QUOTED TEXT:
By the late M. Frederic Bastiat, Member of The Institute of France.
New York: G. P. Putnams & Sons, Fourth Avenue, and Twenty-Third
Street. 1874.
London: Printed for Provost and Co., Henrietta Street, W. C.
Contents.
Capital and Interest. Introduction 1 Capital and Interest 5 The Sack of
Corn 19 The House 22 The Plane 24
That Which Is Seen, and That Which Is Not Seen. Introduction 49 The
Broken Window 50 The Disbanding of Troops 54 Taxes 58 Theatres,
Fine Arts 63 Public Works 71 The Intermediates 74 Restrictions 83
Machinery 90 Credit 97 Algeria 102 Frugality and Luxury 107 Work
and Profit 116
Government 119
What Is Money? 136
The Law 173
Capital and Interest.
My object in this treatise is to examine into the real nature of the
Interest of Capital, for the purpose of proving that it is lawful, and
explaining why it should be perpetual. This may appear singular, and
yet, I confess, I am more afraid of being too plain than too obscure. I
am afraid I may weary the reader by a series of mere truisms. But it is
no easy matter to avoid this danger, when the facts with which we have
to deal are known to every one by personal, familiar, and daily
experience.

PROVIDED MATERIAL:

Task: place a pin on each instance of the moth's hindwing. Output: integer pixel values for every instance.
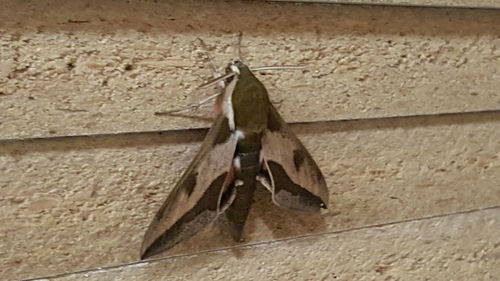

TASK TO CARRY OUT: In the Bastiat text, what does the writer state is the object of the treatise on capital and interest?

TASK SOLUTION: To examine the real nature of the interest of capital, in order to prove that it is lawful and to explain why it should be perpetual.